═══ Source information ═══

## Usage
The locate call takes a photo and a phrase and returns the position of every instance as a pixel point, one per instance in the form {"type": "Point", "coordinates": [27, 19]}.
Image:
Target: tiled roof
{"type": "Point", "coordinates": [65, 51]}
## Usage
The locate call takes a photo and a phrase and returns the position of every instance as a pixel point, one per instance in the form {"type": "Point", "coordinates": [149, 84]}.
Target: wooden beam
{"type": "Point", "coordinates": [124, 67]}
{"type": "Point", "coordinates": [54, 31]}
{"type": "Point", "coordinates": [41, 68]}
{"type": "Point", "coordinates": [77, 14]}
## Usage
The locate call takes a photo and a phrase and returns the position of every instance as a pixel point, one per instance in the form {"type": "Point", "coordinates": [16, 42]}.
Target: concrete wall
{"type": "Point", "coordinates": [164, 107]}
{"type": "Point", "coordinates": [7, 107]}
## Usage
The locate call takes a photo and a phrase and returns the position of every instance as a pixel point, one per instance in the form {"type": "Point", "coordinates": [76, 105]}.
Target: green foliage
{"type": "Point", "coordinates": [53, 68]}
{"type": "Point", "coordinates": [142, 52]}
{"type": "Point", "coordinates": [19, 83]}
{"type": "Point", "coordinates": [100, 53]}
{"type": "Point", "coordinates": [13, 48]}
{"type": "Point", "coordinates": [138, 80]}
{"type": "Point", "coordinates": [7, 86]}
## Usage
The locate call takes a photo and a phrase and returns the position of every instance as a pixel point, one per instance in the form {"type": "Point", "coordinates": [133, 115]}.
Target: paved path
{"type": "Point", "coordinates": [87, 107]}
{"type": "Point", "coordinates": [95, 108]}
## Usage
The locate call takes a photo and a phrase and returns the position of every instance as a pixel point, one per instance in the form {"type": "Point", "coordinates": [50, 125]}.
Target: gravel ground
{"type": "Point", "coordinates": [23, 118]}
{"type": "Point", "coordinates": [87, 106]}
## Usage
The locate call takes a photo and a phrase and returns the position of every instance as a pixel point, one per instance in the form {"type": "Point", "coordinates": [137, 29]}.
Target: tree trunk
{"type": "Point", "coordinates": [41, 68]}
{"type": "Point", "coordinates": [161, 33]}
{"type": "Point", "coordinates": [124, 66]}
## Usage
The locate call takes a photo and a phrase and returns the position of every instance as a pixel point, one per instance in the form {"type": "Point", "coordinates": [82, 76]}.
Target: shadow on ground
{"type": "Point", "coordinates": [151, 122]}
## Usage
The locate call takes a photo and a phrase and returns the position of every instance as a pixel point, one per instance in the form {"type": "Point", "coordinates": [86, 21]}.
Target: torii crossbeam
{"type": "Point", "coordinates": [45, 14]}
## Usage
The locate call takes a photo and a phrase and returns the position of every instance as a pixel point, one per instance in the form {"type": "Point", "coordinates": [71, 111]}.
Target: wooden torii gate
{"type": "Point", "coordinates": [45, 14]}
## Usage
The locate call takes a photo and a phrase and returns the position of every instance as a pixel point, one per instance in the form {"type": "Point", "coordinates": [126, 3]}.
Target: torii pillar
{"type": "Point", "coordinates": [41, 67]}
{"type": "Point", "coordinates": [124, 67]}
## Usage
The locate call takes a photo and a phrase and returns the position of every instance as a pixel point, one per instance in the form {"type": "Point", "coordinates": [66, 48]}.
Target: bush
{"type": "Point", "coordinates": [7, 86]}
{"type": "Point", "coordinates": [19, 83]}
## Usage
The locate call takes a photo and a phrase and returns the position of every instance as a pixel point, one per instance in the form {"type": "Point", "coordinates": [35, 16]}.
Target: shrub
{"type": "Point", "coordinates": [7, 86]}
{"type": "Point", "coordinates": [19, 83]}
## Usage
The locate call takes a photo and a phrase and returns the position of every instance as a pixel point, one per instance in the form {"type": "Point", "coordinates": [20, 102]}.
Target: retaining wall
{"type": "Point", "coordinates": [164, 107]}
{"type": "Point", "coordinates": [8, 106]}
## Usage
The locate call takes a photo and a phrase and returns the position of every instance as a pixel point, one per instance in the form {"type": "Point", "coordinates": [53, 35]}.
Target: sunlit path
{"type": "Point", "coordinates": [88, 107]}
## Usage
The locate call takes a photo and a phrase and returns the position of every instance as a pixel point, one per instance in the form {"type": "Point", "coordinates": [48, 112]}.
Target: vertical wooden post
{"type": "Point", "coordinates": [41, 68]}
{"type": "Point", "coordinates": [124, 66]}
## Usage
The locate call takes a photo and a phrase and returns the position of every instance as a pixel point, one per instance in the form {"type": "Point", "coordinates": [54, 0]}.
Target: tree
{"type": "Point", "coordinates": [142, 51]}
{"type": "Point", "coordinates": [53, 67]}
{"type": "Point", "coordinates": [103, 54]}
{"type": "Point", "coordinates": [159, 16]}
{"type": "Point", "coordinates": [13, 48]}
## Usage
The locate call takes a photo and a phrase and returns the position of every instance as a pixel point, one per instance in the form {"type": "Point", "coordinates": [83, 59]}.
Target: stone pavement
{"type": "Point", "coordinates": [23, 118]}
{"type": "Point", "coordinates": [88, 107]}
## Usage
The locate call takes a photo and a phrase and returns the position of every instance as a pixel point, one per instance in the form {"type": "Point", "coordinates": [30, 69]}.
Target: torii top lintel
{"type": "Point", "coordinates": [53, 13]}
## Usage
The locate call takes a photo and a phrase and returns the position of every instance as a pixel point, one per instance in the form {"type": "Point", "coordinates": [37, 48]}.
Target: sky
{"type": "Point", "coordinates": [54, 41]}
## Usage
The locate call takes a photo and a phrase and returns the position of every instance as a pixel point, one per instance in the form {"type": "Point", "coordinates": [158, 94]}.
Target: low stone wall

═══

• **What to do**:
Each entry shown above should be transcribed exactly as written.

• **Exercise output**:
## Usage
The locate call takes a photo and a phrase and returns the position of every instance as a pixel point, one per instance in the form {"type": "Point", "coordinates": [27, 19]}.
Image:
Target: tiled roof
{"type": "Point", "coordinates": [65, 51]}
## Usage
The locate call takes a photo and a phrase and returns the position of every instance as a pixel point, one per instance in the form {"type": "Point", "coordinates": [149, 84]}.
Target: wooden beam
{"type": "Point", "coordinates": [124, 67]}
{"type": "Point", "coordinates": [54, 31]}
{"type": "Point", "coordinates": [41, 68]}
{"type": "Point", "coordinates": [77, 14]}
## Usage
The locate call takes a photo and a phrase and returns the position of every instance as a pixel point, one per instance in the form {"type": "Point", "coordinates": [16, 42]}.
Target: concrete wall
{"type": "Point", "coordinates": [164, 107]}
{"type": "Point", "coordinates": [7, 107]}
## Usage
The locate call takes a photo and a phrase and returns the position of every instance as a pixel point, one per instance in the form {"type": "Point", "coordinates": [76, 105]}.
Target: green foliage
{"type": "Point", "coordinates": [53, 68]}
{"type": "Point", "coordinates": [142, 52]}
{"type": "Point", "coordinates": [19, 83]}
{"type": "Point", "coordinates": [100, 53]}
{"type": "Point", "coordinates": [13, 48]}
{"type": "Point", "coordinates": [138, 80]}
{"type": "Point", "coordinates": [7, 86]}
## Usage
The locate call takes a photo and a phrase and returns the position of every instance as a pixel point, one per instance in the form {"type": "Point", "coordinates": [133, 115]}.
Target: paved path
{"type": "Point", "coordinates": [87, 107]}
{"type": "Point", "coordinates": [95, 108]}
## Usage
The locate call takes a photo and a phrase and returns the position of every instance as a pixel point, one per instance in the form {"type": "Point", "coordinates": [50, 125]}.
Target: gravel ground
{"type": "Point", "coordinates": [23, 118]}
{"type": "Point", "coordinates": [87, 106]}
## Usage
The locate call takes a photo and a phrase and returns the position of every instance as a pixel point, one per instance in the form {"type": "Point", "coordinates": [137, 29]}.
Target: tree trunk
{"type": "Point", "coordinates": [41, 68]}
{"type": "Point", "coordinates": [161, 33]}
{"type": "Point", "coordinates": [124, 66]}
## Usage
The locate call takes a photo and a phrase and returns the position of every instance as a pixel point, one per instance in the form {"type": "Point", "coordinates": [82, 76]}.
Target: shadow on ground
{"type": "Point", "coordinates": [151, 122]}
## Usage
The locate call takes a photo and a phrase and returns the position of every instance as a pixel point, one per instance in the form {"type": "Point", "coordinates": [86, 21]}.
Target: torii crossbeam
{"type": "Point", "coordinates": [45, 14]}
## Usage
The locate call takes a photo and a phrase and returns the position of every instance as a pixel point, one per instance in the form {"type": "Point", "coordinates": [71, 111]}.
Target: wooden torii gate
{"type": "Point", "coordinates": [45, 14]}
## Usage
The locate call takes a photo and a phrase and returns the position of every instance as a pixel point, one per instance in the form {"type": "Point", "coordinates": [126, 3]}.
Target: torii pillar
{"type": "Point", "coordinates": [41, 67]}
{"type": "Point", "coordinates": [124, 67]}
## Usage
The locate call takes a photo and a phrase and returns the position of every instance as a pixel point, one per instance in the form {"type": "Point", "coordinates": [66, 48]}.
Target: bush
{"type": "Point", "coordinates": [7, 86]}
{"type": "Point", "coordinates": [19, 83]}
## Usage
The locate call takes a photo and a phrase and returns the position of every instance as a pixel point, one per instance in the form {"type": "Point", "coordinates": [35, 16]}.
Target: shrub
{"type": "Point", "coordinates": [7, 86]}
{"type": "Point", "coordinates": [19, 83]}
## Usage
The locate call takes a photo and a phrase and returns the position of every instance as a pixel point, one per instance in the form {"type": "Point", "coordinates": [20, 102]}.
Target: retaining wall
{"type": "Point", "coordinates": [164, 107]}
{"type": "Point", "coordinates": [8, 106]}
## Usage
The locate call takes a photo and a phrase and returns the position of every instance as a pixel point, one per instance in the form {"type": "Point", "coordinates": [53, 35]}.
Target: sunlit path
{"type": "Point", "coordinates": [88, 107]}
## Usage
The locate call takes a photo and a phrase and returns the position of every instance as a pixel point, one per instance in the form {"type": "Point", "coordinates": [48, 112]}.
Target: vertical wooden post
{"type": "Point", "coordinates": [41, 68]}
{"type": "Point", "coordinates": [124, 66]}
## Usage
The locate call takes a photo and a phrase and returns the position of every instance as a pixel point, one per instance in the form {"type": "Point", "coordinates": [54, 0]}.
Target: tree
{"type": "Point", "coordinates": [142, 51]}
{"type": "Point", "coordinates": [53, 67]}
{"type": "Point", "coordinates": [103, 54]}
{"type": "Point", "coordinates": [159, 16]}
{"type": "Point", "coordinates": [13, 48]}
## Usage
The locate call takes a photo and a phrase and returns the position of every instance as a pixel point, one per instance in the form {"type": "Point", "coordinates": [83, 59]}.
Target: stone pavement
{"type": "Point", "coordinates": [23, 118]}
{"type": "Point", "coordinates": [88, 107]}
## Usage
The locate call takes a photo and a phrase and returns the position of every instance as a pixel point, one per instance in the form {"type": "Point", "coordinates": [30, 69]}.
Target: torii top lintel
{"type": "Point", "coordinates": [53, 13]}
## Usage
The locate call takes a photo and a phrase and returns the position of every instance as a pixel point, one per instance in the form {"type": "Point", "coordinates": [37, 48]}.
Target: sky
{"type": "Point", "coordinates": [54, 41]}
## Usage
The locate call takes a photo and a phrase and returns the position of every instance as a pixel point, one per instance in the form {"type": "Point", "coordinates": [158, 94]}.
Target: low stone wall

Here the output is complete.